§ **GIVEN PROBLEM**:
Pull out every line of the records below that contains the word "return", matching case exactly.

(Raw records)

* Begin *

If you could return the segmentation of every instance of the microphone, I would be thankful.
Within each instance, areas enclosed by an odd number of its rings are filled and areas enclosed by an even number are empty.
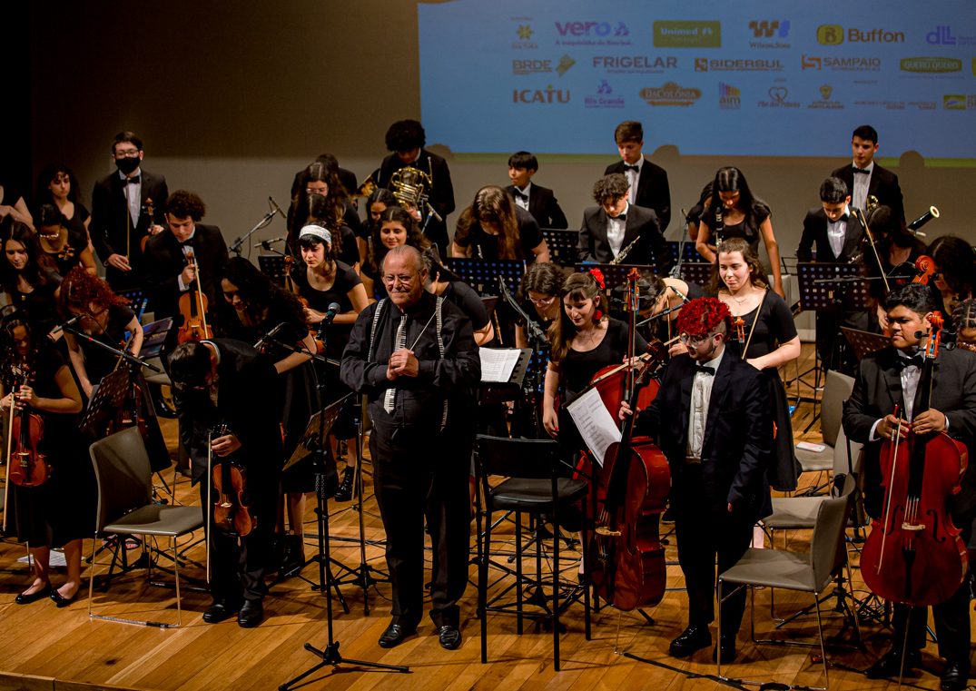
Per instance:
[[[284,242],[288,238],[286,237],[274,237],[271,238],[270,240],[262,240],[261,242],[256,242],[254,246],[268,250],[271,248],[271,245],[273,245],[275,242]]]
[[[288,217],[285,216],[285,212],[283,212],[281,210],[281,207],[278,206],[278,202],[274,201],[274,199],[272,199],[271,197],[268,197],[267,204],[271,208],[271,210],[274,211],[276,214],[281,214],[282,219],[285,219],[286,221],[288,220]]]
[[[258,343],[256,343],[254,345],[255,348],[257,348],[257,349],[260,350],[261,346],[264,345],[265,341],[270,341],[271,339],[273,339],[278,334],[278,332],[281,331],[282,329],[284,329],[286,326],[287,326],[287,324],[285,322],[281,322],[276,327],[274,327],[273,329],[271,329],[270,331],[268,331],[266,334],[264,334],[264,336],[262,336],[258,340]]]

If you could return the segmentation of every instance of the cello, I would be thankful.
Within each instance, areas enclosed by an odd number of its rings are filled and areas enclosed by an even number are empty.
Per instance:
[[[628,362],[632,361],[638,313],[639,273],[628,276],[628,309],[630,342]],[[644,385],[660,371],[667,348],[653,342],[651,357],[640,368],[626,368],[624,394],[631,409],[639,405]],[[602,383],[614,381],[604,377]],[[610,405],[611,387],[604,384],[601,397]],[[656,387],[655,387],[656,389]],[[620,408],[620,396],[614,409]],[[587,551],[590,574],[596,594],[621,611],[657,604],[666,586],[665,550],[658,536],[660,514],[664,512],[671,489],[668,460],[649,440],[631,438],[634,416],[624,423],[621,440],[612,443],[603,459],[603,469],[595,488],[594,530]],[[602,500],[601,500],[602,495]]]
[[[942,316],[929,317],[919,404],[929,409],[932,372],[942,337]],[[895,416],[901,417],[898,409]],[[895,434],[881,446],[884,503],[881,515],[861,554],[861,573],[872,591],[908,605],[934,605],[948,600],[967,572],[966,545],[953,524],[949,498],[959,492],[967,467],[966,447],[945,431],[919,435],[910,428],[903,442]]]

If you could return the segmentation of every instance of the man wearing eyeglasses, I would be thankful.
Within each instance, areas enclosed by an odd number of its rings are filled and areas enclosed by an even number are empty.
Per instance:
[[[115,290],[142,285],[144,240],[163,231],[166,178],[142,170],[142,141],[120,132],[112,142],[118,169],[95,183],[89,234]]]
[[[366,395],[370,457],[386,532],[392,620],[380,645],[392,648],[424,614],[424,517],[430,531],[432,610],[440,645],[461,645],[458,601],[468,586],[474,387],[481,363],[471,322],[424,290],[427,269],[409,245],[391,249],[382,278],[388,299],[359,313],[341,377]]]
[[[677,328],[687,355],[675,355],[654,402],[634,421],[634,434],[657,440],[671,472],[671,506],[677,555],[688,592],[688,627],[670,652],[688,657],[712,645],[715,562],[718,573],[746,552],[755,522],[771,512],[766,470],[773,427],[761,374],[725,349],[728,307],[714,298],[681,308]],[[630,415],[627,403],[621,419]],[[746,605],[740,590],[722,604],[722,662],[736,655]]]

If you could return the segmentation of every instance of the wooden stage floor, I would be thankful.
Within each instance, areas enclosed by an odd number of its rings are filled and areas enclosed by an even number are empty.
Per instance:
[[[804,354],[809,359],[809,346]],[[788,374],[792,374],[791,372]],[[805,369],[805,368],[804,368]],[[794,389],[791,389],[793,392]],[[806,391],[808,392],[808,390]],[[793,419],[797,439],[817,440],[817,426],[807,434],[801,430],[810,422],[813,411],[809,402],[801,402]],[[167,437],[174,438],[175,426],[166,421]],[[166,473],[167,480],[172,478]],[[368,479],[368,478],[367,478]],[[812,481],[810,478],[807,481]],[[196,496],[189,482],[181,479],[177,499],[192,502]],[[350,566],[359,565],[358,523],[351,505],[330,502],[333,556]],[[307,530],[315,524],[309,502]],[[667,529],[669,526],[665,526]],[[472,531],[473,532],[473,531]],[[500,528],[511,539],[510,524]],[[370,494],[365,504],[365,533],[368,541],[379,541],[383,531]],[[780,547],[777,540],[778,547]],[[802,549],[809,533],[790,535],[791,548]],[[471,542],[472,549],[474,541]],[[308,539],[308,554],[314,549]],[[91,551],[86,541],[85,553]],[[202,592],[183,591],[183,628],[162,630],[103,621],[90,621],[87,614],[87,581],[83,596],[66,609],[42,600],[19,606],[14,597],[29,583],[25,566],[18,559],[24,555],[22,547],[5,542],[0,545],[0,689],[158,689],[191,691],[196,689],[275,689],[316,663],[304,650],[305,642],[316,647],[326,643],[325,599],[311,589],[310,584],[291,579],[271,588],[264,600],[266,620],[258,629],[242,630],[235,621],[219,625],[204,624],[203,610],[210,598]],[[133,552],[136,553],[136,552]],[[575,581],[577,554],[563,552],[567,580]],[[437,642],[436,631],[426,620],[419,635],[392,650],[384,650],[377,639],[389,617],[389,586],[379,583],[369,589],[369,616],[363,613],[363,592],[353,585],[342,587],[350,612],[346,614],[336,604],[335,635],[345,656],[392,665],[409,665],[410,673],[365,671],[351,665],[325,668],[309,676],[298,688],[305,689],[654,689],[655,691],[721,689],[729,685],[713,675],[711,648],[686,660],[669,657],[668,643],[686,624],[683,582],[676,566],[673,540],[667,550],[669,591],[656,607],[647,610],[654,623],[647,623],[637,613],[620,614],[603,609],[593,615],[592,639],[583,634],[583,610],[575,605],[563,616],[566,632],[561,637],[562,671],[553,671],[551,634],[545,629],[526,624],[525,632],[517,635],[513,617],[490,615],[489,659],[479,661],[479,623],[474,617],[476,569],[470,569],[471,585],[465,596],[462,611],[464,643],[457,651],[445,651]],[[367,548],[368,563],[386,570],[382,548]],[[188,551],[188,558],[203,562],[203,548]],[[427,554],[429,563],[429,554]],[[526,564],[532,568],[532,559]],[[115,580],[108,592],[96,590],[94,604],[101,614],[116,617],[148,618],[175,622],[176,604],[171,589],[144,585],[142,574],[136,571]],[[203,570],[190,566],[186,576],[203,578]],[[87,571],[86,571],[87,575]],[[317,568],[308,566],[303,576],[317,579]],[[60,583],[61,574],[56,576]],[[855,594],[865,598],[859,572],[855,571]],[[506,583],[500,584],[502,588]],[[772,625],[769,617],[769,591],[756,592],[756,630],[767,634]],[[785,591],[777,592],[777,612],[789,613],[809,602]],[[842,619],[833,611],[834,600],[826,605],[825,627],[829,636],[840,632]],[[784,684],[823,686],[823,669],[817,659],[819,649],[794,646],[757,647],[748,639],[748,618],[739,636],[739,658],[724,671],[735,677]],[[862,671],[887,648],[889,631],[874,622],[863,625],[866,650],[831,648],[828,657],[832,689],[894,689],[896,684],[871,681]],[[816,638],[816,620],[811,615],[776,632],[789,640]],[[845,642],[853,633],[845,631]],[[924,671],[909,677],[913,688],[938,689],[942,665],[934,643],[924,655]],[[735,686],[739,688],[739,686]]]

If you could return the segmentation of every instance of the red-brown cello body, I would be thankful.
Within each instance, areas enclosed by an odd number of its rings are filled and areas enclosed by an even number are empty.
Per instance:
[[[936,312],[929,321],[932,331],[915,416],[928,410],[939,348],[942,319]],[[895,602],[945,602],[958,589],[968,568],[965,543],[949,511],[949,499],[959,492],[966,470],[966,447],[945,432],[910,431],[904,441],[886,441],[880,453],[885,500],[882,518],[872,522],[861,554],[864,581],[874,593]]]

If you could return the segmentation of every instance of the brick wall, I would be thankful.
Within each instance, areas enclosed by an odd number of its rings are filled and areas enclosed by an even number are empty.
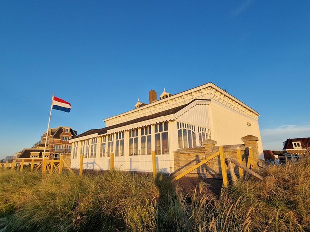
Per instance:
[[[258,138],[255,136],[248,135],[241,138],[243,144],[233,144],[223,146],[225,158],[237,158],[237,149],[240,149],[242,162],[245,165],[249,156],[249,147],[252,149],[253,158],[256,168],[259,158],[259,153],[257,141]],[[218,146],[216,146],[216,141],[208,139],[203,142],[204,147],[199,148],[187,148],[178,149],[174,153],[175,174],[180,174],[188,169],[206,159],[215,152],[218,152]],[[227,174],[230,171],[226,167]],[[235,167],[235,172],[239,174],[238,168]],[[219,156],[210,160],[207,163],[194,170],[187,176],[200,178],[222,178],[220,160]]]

* End *

§ **REPLY**:
If you could return the segmentation of every instance of the microphone, I would be thankful.
If you could return the segmentation of every instance of the cello, I would be thankful.
If you could return the segmentation of every instance of the man wearing eyeglasses, I would be thankful.
If you could return the segmentation of every instance of the wooden stage floor, I would be thankful.
If you could return the segmentation of every instance of the red-brown cello body, I would be thankful.
If you could return the segmentation of every instance of the brick wall, I would be thankful.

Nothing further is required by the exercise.